| Source material |
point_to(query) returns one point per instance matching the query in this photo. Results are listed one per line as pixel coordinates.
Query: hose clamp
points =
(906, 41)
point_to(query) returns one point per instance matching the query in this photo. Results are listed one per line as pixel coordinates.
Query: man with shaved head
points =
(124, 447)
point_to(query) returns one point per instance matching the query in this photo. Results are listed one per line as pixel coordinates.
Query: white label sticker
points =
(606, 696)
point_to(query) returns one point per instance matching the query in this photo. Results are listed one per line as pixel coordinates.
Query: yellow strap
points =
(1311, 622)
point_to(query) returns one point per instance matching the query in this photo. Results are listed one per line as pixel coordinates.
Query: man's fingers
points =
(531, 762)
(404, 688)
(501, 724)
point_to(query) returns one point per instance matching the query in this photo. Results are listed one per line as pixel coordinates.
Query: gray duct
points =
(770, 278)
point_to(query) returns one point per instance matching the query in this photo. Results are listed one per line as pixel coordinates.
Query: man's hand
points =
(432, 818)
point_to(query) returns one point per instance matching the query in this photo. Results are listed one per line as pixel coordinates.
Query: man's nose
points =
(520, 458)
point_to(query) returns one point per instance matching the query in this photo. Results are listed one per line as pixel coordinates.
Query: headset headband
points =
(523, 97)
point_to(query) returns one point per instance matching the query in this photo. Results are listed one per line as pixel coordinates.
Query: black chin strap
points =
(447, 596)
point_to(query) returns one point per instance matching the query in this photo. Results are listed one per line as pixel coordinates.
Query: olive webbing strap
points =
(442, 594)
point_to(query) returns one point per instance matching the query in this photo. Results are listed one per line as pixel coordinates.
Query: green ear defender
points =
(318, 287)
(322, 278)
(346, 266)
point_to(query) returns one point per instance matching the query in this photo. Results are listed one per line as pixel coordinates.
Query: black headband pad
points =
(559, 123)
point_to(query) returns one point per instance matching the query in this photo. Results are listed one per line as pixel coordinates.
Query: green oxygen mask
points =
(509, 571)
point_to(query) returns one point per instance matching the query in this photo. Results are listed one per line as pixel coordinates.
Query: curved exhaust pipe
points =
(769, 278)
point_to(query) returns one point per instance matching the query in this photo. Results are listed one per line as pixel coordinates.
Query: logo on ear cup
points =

| What you are asked to do |
What lines of the material above include "black"? Copy each one.

| Written answer |
Query: black chin strap
Query: black headband pad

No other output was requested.